_Exercise goal:_ Retype the passage on turning down unpaid work word for word, everything from "One of the things" down to "committee before hand.".

_Text passage:_

Content starts

One of the things I’ve started to reflect upon and change over time is to stop saying “yes” to some things requested of me especially when they are not beginning to align anymore to my needs.
In the past, I was always happy to agree to do work and much of it unpaid which really, didn’t end up working out for me in any way. Sure, it was nice to attend the conference and meet some people but on the whole, it put me behind with my own work for the day and it put pressure on me to design and deliver a presentation that had to be “selected” or scrutinised by a committee before hand.
Something never sat right with me there (if they knew my work I wouldn’t have to put in a proposal to be checked and approved by some silent committee. All they need to do is to invite you to present, say the “theme is XYZ and we trust you to present something aligned to this theme for our audience of ABC” – yet I continued to submit my work to have it checked by others who don’t know my work).
For me to accept unpaid work, it had to also offer me something else in the bargain.

Content ends

_Provided records:_

Content starts

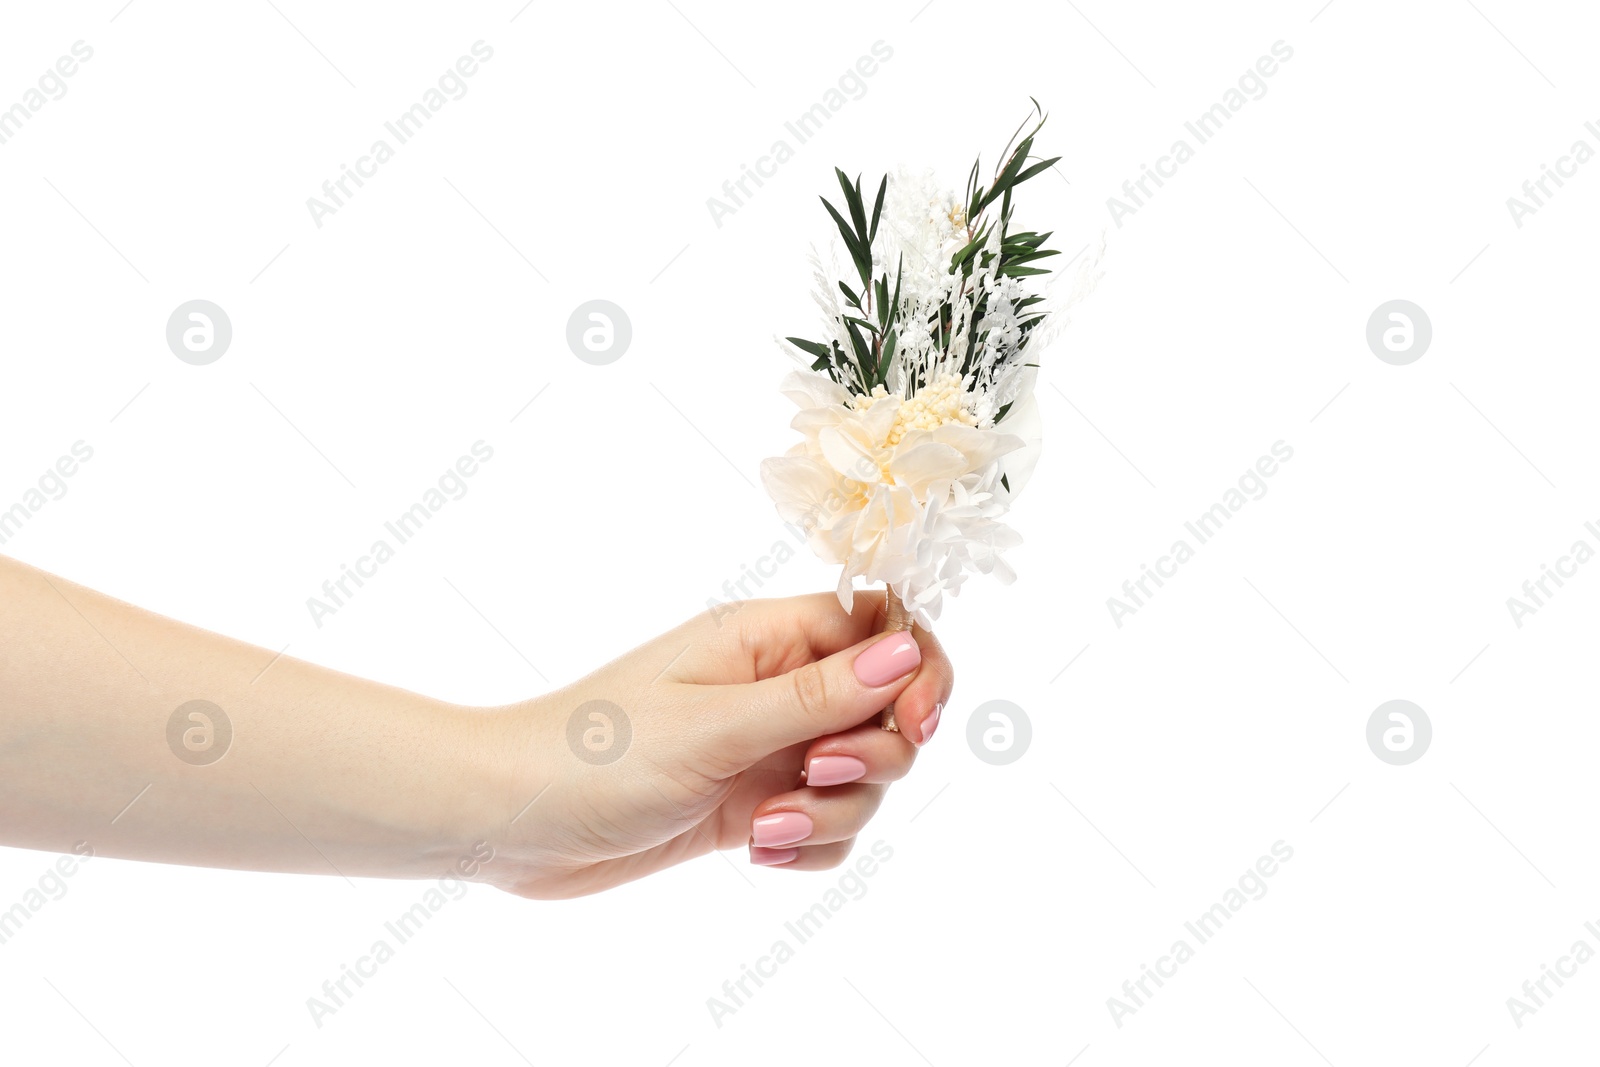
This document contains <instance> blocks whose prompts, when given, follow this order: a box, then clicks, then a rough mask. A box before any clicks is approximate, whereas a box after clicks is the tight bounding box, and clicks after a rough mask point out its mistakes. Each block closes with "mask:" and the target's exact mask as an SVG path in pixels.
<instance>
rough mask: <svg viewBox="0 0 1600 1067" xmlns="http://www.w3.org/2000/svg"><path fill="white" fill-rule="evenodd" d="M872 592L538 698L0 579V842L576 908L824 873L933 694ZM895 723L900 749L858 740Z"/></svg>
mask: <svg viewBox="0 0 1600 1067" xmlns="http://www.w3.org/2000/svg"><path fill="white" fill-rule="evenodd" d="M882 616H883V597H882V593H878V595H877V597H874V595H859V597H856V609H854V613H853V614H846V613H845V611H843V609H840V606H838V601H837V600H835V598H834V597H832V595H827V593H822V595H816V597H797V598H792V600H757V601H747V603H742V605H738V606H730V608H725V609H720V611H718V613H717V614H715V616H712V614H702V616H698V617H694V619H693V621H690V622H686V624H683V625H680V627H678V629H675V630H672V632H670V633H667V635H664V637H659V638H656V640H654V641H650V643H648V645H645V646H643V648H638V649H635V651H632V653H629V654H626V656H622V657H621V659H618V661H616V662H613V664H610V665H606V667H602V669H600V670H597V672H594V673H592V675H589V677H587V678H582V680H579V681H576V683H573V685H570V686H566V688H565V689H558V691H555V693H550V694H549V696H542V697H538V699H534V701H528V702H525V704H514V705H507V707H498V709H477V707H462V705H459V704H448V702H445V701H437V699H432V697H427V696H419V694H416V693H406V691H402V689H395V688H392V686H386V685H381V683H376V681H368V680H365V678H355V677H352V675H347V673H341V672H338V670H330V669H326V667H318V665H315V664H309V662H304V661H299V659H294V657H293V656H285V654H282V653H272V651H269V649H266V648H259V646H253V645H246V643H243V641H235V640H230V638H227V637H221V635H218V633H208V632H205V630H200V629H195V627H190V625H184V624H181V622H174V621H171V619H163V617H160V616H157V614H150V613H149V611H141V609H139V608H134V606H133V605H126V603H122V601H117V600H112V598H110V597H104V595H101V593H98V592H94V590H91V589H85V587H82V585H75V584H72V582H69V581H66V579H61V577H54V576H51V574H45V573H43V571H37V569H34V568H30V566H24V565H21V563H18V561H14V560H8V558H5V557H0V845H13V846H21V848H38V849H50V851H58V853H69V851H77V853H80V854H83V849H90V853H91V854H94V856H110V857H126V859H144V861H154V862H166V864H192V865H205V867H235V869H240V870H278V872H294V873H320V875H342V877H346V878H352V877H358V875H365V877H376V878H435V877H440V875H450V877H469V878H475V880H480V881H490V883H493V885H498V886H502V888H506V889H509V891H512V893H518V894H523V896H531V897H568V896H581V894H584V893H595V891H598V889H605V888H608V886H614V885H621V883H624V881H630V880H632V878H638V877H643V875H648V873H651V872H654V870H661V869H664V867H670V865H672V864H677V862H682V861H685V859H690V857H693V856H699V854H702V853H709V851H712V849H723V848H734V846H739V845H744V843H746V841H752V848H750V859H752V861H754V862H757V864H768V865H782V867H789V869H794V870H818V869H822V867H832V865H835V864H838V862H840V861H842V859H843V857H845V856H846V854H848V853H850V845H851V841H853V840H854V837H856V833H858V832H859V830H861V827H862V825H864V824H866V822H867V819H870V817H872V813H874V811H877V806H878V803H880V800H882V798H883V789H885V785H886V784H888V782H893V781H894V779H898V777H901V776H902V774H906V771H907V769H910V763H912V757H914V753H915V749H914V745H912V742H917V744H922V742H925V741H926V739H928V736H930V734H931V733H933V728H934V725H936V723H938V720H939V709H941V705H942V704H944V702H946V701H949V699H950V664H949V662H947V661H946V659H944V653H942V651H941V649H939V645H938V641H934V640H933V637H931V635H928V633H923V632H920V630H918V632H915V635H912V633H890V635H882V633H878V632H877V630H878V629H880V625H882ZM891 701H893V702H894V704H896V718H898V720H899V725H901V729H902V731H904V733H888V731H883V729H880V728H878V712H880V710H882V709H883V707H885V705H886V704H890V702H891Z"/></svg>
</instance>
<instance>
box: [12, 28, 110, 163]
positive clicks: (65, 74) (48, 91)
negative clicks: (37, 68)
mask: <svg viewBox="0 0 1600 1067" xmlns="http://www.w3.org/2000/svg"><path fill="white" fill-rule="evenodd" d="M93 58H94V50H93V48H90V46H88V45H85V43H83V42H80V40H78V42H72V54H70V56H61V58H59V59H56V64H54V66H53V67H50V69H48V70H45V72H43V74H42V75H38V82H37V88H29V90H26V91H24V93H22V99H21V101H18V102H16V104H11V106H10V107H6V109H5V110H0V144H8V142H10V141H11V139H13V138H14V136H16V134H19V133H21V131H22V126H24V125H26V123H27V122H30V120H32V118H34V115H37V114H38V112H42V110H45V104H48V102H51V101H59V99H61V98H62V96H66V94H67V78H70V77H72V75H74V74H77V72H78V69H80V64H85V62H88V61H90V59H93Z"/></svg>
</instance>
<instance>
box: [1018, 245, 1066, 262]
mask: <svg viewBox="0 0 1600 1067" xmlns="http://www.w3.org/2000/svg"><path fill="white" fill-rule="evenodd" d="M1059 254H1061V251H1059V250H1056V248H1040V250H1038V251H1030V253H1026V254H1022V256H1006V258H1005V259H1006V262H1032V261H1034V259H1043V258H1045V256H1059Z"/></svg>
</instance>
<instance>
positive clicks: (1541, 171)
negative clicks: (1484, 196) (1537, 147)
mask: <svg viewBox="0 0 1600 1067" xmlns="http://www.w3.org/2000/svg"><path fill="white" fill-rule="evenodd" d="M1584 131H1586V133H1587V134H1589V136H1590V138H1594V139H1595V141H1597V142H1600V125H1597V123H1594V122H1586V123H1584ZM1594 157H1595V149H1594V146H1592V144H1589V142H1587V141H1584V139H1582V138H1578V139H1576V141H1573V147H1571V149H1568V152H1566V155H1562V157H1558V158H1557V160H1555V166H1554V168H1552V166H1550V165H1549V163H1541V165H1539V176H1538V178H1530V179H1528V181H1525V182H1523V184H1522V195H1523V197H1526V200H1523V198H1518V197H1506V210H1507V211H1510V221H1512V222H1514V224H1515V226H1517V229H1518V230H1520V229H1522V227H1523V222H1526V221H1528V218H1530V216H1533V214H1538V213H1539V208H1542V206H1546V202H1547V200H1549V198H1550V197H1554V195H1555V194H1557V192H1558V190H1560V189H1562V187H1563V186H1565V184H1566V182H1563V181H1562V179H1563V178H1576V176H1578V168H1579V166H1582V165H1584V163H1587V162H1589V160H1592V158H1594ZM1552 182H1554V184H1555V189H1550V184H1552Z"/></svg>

Content ends
Content starts

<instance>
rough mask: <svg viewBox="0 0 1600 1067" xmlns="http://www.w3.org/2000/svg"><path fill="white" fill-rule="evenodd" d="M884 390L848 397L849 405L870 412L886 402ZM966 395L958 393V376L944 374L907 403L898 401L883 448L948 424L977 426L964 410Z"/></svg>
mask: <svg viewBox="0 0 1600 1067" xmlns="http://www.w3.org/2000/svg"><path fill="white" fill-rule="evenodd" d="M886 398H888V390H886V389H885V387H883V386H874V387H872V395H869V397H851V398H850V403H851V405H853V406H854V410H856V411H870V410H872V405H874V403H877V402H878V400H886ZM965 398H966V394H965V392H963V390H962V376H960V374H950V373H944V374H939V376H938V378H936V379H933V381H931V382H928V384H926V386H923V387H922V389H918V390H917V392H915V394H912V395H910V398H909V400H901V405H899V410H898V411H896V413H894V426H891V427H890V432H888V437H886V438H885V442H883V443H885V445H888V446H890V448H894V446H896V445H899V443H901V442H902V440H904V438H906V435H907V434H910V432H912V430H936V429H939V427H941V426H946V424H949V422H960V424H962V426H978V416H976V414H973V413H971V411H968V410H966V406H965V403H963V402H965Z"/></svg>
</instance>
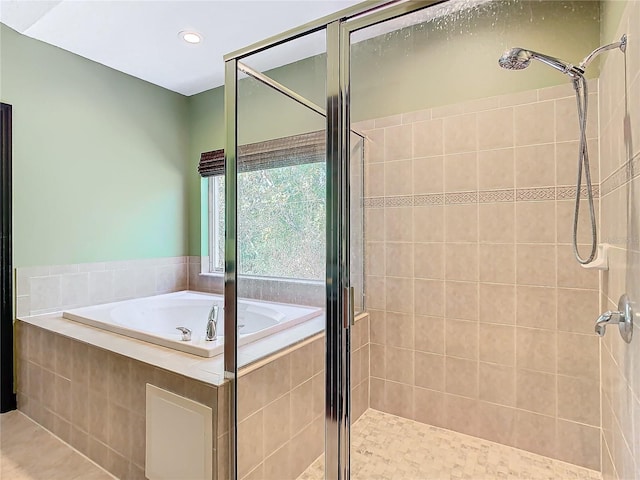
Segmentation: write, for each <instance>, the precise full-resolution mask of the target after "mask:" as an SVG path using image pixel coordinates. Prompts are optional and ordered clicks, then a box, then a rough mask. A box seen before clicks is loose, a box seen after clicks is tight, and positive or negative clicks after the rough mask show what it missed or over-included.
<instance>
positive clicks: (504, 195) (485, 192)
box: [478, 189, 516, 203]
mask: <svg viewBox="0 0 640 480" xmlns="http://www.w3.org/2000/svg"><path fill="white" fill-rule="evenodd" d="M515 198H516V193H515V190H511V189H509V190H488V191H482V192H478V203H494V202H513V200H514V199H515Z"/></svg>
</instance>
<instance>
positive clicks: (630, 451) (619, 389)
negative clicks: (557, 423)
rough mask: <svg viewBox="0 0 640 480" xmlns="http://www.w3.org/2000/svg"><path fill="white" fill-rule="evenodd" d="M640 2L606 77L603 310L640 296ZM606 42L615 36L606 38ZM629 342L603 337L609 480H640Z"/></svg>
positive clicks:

Content ends
Content starts

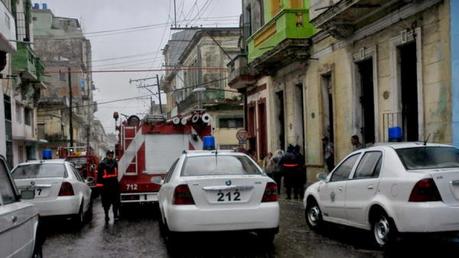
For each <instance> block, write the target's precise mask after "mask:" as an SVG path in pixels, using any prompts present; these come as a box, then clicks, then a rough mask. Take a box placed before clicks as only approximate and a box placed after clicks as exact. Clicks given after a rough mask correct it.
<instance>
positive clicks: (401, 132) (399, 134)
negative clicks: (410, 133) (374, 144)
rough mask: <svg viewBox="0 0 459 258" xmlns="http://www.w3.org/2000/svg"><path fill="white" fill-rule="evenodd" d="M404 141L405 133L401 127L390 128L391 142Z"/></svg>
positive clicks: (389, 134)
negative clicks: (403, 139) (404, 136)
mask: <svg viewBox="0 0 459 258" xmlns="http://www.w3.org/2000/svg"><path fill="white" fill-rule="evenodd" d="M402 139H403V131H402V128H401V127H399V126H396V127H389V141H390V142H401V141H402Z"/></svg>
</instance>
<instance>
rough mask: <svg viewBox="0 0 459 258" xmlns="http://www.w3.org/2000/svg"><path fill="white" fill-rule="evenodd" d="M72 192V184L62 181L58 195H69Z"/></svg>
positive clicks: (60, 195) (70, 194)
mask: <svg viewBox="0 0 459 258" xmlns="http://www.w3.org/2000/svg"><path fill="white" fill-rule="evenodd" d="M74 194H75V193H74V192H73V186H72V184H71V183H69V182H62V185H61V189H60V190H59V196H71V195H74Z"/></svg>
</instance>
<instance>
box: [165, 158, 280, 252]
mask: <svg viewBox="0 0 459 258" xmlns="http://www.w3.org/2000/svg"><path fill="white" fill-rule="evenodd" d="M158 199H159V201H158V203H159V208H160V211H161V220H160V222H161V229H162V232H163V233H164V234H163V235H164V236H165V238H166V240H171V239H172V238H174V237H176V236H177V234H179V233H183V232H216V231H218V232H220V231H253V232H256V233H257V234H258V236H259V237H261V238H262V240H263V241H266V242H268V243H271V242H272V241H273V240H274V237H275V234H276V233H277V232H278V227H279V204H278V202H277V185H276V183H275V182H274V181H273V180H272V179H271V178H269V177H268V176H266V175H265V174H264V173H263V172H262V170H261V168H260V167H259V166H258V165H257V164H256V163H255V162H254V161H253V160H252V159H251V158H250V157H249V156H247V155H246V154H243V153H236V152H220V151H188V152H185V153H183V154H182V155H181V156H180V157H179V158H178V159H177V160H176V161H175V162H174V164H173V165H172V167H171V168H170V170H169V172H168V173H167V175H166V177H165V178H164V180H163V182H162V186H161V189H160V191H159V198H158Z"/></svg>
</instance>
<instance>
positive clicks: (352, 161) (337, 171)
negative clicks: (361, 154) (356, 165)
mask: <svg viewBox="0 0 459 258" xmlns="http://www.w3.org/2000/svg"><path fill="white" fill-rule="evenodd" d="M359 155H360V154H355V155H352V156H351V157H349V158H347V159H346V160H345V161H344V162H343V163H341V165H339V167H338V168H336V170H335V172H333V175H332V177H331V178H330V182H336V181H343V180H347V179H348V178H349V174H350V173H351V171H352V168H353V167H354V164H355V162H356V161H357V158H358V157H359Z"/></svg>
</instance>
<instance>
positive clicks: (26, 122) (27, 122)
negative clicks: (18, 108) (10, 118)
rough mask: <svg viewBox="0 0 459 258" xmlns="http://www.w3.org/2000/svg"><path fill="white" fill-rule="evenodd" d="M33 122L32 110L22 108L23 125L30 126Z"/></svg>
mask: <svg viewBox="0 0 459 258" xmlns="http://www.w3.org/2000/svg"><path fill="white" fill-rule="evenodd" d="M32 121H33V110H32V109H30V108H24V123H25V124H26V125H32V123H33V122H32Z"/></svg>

Content ends

_Answer to this task:_
One of the things I’ve started to reflect upon and change over time is to stop saying “yes” to some things requested of me especially when they are not beginning to align anymore to my needs.
In the past, I was always happy to agree to do work and much of it unpaid which really, didn’t end up working out for me in any way. Sure, it was nice to attend the conference and meet some people but on the whole, it put me behind with my own work for the day and it put pressure on me to design and deliver a presentation that had to be “selected” or scrutinised by a committee before hand.